Problème posé 1 →
Recopiez fidèlement le passage du récit d'enfance sur le hockey qui va de « Finalement, tout est » jusqu'à « Forum à nous. » inclus.
Problème posé 2 →
Prolongez le récit d'enfance sur le hockey à partir de sa dernière phrase.

Extrait du document →
● ● ●

Finalement, tout est allé très vite. Pas vu le temps passer. Faut dire qu’il n’était pas question que je reste assis sur mes lauriers et que je me pogne le beigne. J’avais un gros kick et y était pas question de laisser tomber cette passion pour une question de délai. Je venais d’entrer en religion et j’étais prêt pour mon chemin de croix. Un jour, j’aurais également ma place dans le temple municipal qu’était notre mini Forum à nous.

C’est alors que tout s’est enclenché. J’me suis mis à regarder assidument la Soirée du Hockey, à porter quasiment jour et nuit un superbe chandail de laine des Red Wings de Detroit, à me pratiquer dans le sous-sol avec une balle de tennis où j’ai, oh ! malheur ! démoli mon beau train électrique avec mes lancers frappés de débutant. Non, mais, quel cave que j’me suis dit des années plus tard ! Et finalement, à jouer seul dans la rue avec mon hockey à palette plate, mes 4 mottes de neige comme but et ma belle rondelle noire qui sentait bon le caoutchouc. C’est assez capoté, j’étais à la fois le commentateur, le joueur vedette, la foule, l’arbitre et le conducteur de Zamboni. Cibole, tout ça sans même avoir ingurgité une seule substance illicite. De l’imagination pure et simple ou un beau cas de psychiatrie, dirait un p’tit farceur ! En tout cas, c’était le temps béni où l’ennuyance ne faisait pas encore partie de ma vie.

● ● ●

Données fournies →
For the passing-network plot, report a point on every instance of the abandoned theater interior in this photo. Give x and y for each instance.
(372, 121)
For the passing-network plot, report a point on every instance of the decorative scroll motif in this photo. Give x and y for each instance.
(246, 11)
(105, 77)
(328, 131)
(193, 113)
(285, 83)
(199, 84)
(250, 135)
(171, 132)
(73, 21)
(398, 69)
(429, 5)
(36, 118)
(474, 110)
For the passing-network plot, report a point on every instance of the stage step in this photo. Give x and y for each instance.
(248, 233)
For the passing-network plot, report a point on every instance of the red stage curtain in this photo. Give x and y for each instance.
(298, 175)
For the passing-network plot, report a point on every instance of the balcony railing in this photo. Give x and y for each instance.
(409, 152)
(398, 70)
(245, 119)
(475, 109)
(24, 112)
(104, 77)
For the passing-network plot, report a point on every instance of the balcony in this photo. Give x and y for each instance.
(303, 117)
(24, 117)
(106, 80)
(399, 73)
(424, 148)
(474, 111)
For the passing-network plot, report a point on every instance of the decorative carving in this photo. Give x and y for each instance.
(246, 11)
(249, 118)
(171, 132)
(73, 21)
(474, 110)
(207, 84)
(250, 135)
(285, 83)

● ● ●

Réponse 1 →
Finalement, tout est allé très vite. Pas vu le temps passer. Faut dire qu’il n’était pas question que je reste assis sur mes lauriers et que je me pogne le beigne. J’avais un gros kick et y était pas question de laisser tomber cette passion pour une question de délai. Je venais d’entrer en religion et j’étais prêt pour mon chemin de croix. Un jour, j’aurais également ma place dans le temple municipal qu’était notre mini Forum à nous.

Réponse 2 →
Mais, la cerise sur le sundae, c’est lorsque mon père nous a acheté un beau jeu de hockey sur table tout neuf. Croyez-moi, y était écœurant avec ses joueurs en 3 dimensions - aux couleurs des Bruins de Boston et des Black Hacks de Chicago - son tableau pour marquer les points, d’où on pouvait faire glisser la rondelle pour qu’elle soit mise au jeu, et sa fameuse coupe Stanley en miniature ! Les premières choses que je faisais en arrivant de l’école, c’était de garocher mon sac dans un coin, de me ramasser 2 Oreo avec un verre de lait et de descendre au sous-sol pour aller m’amuser avec mon jeu. Le bonheur que j’vous dis !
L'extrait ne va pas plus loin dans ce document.